=== Begin Enclosure ===

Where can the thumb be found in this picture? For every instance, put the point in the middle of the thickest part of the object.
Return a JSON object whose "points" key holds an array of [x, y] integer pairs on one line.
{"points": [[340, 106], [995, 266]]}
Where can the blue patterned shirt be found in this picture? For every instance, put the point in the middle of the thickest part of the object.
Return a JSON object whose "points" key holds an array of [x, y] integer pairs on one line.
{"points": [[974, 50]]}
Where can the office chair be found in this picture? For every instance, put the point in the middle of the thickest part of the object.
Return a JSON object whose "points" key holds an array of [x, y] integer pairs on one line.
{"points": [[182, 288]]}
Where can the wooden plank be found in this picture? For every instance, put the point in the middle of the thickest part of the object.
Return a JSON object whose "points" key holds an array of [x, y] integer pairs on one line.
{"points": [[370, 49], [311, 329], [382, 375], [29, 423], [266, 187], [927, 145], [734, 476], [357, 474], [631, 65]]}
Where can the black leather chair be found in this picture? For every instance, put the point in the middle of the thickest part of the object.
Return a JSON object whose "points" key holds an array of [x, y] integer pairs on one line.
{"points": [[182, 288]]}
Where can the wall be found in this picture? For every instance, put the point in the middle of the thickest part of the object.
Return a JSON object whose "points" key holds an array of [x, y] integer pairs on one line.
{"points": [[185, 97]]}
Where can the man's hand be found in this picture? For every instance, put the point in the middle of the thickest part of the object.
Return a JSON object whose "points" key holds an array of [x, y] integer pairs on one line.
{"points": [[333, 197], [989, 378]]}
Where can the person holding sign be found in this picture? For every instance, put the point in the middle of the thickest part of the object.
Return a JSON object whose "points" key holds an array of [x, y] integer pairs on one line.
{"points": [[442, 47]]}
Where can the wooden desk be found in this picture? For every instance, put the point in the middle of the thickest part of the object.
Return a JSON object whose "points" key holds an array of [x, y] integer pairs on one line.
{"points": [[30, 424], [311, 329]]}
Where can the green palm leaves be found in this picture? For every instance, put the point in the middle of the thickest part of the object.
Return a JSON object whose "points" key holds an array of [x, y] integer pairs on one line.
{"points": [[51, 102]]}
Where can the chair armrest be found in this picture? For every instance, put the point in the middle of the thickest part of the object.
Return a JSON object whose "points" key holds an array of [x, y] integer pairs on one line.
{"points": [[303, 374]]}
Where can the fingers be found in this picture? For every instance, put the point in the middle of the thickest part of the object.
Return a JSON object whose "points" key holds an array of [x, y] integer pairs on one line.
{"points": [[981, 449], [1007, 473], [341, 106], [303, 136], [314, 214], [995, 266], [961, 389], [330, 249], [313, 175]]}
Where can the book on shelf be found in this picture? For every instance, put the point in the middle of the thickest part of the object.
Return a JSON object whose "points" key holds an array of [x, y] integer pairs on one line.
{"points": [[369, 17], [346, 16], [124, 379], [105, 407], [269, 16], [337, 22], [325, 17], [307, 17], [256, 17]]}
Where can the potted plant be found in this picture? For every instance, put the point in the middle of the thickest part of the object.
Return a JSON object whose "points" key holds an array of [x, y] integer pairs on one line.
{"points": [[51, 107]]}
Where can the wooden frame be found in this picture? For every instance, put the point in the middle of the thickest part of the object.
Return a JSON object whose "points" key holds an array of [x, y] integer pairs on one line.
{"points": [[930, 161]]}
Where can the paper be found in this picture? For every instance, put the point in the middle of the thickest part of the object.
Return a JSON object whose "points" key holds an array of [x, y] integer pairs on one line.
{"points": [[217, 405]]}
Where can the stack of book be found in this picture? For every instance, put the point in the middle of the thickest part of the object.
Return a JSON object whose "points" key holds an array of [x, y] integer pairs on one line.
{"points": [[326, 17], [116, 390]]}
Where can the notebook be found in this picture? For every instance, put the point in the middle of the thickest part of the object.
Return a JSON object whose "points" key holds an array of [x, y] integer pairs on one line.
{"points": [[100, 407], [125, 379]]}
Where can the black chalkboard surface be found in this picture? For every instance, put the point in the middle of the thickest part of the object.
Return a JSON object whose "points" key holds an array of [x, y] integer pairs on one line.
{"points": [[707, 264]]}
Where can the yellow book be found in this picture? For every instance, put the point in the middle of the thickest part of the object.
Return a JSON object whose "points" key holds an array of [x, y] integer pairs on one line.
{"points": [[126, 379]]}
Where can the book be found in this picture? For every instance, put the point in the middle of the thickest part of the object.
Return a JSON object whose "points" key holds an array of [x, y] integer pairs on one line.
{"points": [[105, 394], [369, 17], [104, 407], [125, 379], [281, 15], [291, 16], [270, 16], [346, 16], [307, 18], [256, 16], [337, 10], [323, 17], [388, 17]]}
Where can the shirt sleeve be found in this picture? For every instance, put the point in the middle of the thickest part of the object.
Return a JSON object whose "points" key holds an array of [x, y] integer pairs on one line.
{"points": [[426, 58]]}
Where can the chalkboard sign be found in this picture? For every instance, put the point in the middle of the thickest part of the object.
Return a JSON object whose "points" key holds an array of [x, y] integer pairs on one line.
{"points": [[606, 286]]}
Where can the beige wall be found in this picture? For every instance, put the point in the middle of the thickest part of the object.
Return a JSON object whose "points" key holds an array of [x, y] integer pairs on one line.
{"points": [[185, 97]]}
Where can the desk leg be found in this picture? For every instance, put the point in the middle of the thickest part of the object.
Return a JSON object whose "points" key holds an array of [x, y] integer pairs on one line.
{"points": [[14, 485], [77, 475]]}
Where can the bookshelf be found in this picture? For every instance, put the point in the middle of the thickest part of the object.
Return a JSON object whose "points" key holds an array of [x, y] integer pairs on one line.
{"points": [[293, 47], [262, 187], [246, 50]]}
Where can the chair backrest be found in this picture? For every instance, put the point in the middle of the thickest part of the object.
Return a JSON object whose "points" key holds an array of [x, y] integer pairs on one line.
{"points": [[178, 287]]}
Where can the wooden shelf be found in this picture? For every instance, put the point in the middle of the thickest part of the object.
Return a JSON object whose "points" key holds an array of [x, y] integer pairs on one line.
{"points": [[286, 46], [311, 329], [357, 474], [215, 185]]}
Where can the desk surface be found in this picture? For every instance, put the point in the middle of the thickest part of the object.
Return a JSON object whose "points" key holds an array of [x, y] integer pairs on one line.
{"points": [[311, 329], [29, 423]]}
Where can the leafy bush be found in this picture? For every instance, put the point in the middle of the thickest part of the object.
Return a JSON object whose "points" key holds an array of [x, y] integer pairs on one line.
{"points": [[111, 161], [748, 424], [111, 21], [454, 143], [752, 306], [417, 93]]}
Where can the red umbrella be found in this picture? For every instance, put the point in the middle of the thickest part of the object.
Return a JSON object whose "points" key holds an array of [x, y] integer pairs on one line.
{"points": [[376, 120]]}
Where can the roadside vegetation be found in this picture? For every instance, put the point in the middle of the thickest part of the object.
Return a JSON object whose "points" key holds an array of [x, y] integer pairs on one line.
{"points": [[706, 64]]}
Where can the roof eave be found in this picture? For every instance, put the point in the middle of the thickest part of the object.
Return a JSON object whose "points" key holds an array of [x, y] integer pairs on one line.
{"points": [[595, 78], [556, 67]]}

=== End Enclosure ===

▶ [What the task requires] For this exercise, gather every line of the data that contains the word "sign".

▶ [Solution for this task]
Where can the person holding sign be found in this picture? For every instance, put the point in the middle of the thickest part of the object.
Where can the chalkboard sign be found in this picture? For every instance, put the point in the middle of the thickest part of the object.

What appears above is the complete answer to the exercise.